Answer these questions about the text below on insolvency and satellite collisions:
(a) What possible form of cooperation does Article 27(a) name?
(b) Who would be invited to make submissions on how the arbitration or mediation would proceed?
(c) Under the Outer Space Treaty, who owns objects such as satellites launched into outer space?

== Text segment ==
— begin —

Possible forms of cooperation and communication are identified in Article 27, with the final choice of those mechanisms left to the discretion of the relevant courts in each jurisdiction. Notably, Article 27(a) states that a possible form of cooperation is ‘the appointment of a person or body to act at the discretion of the court’. This is apt to include an arbitrator or mediator.
Thus, where an insolvency practitioner appointed over a satellite operator seeks recognition of the insolvency proceeding in a jurisdiction that has adopted the Model Law, and the practitioner is also faced with an outer space collision claim (whether the satellite operator is the plaintiff or the defendant), there would be an avenue for the practitioner to apply to the relevant courts in that jurisdiction and seek an order for cooperation via the appointment of a mediator or arbitrator to assist in the resolution of the dispute. The parties would then be invited to make submissions on the manner in which the arbitration or mediation would proceed.
Nevertheless, while helpful from a procedural certainty and efficiency perspective, the lack of consistency in international approaches to the determination of substantive liability for a satellite collision in outer space remains. This is a matter that an insolvency practitioner would need to assess in determining the viability of bringing a claim as the plaintiff on behalf of the satellite operator undergoing the relevant insolvency process, and in determining the viability of a restructuring designed to rescue the operator as a going concern when the operator is faced with a potential collision claim as the defendant.
While the Outer Space Treaty is clear that objects launched into outer space, such as satellites, remain under the ownership of the launching state (or private entities within the launching state, as the case may be), the existing international framework is not clear about the ownership of assets taken from outer space.

— end —

== Data lines ==
— begin —

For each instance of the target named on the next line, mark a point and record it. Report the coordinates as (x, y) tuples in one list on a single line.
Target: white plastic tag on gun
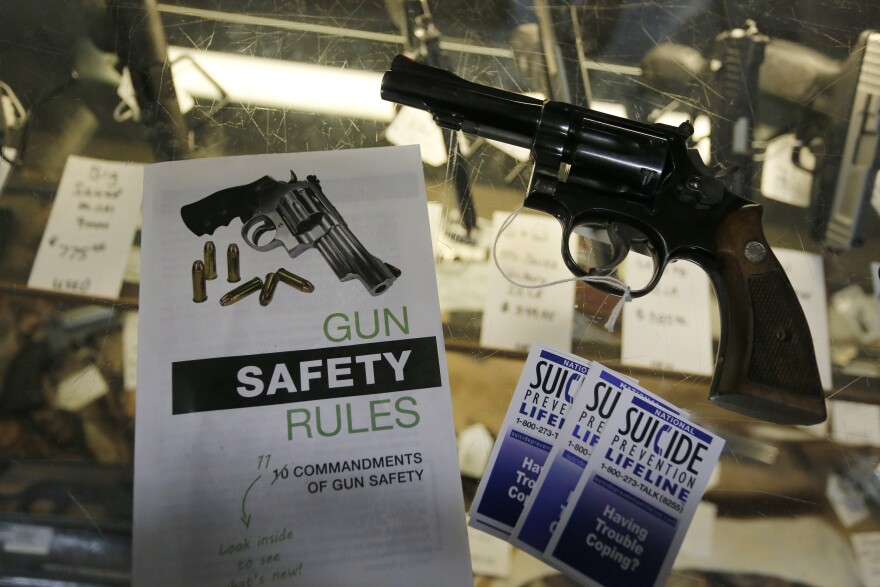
[(875, 277), (28, 539), (807, 276), (670, 328), (515, 318), (855, 423), (846, 500), (490, 556), (79, 389), (417, 127), (781, 179), (5, 166)]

— end —

== Result ==
(a) The appointment of a person or body to act at the discretion of the court.
(b) The parties.
(c) The launching state, or private entities within the launching state, as the case may be.